# EXERCISE MATERIALS
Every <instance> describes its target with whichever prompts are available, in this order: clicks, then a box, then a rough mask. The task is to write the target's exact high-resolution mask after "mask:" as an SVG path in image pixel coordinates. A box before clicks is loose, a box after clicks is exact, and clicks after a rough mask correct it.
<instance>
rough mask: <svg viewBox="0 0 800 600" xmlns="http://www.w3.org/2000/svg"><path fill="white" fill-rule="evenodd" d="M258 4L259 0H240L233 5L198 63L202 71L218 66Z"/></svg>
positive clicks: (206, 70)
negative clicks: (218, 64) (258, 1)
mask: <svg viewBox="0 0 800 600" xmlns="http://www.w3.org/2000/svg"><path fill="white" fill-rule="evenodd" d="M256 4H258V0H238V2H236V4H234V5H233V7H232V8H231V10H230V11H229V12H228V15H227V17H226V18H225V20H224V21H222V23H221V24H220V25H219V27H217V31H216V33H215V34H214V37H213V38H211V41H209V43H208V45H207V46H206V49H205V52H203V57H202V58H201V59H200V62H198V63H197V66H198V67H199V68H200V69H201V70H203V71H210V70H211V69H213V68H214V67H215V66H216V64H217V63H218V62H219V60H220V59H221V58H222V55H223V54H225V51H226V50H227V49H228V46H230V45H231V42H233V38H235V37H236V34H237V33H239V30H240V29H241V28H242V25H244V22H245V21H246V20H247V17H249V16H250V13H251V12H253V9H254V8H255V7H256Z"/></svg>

# EXERCISE DIRECTIONS
Among the entries, copy every line containing the word "rough".

# SOLVED PROBLEM
Every <instance> describes its target with whichever prompts are available, in this order: clicks, then a box, then a rough mask. The task is to write the target's exact high-resolution mask after "mask:" as an SVG path in image pixel coordinates. A box before clicks is loose, a box after clicks is exact, and clicks after a rough mask correct it.
rough mask: <svg viewBox="0 0 800 600" xmlns="http://www.w3.org/2000/svg"><path fill="white" fill-rule="evenodd" d="M258 4L259 0H240L233 5L198 63L202 71L218 66Z"/></svg>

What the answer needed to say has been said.